● WHAT THIS TASK INVOLVES
What is needed is an exact repeat of the entries, with no pictures in it.

[Photo-based referring expression data]
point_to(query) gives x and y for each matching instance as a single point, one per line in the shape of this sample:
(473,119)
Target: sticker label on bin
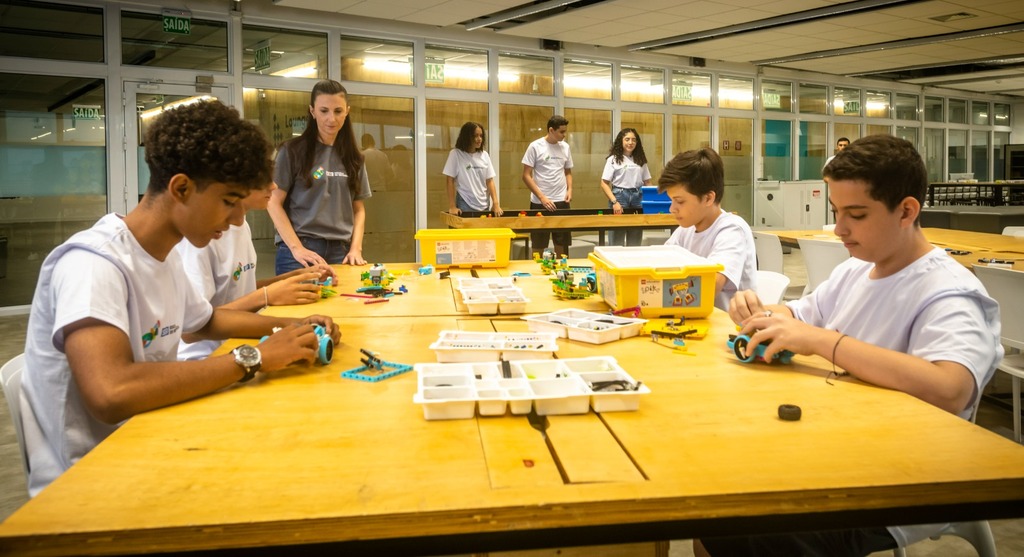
(466,251)
(674,293)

● EXPECTED ANSWER
point_to(query) gives x and y for each matching instance as a single point, one per line in the shape of this sample:
(473,119)
Target: sticker label on bin
(466,251)
(674,293)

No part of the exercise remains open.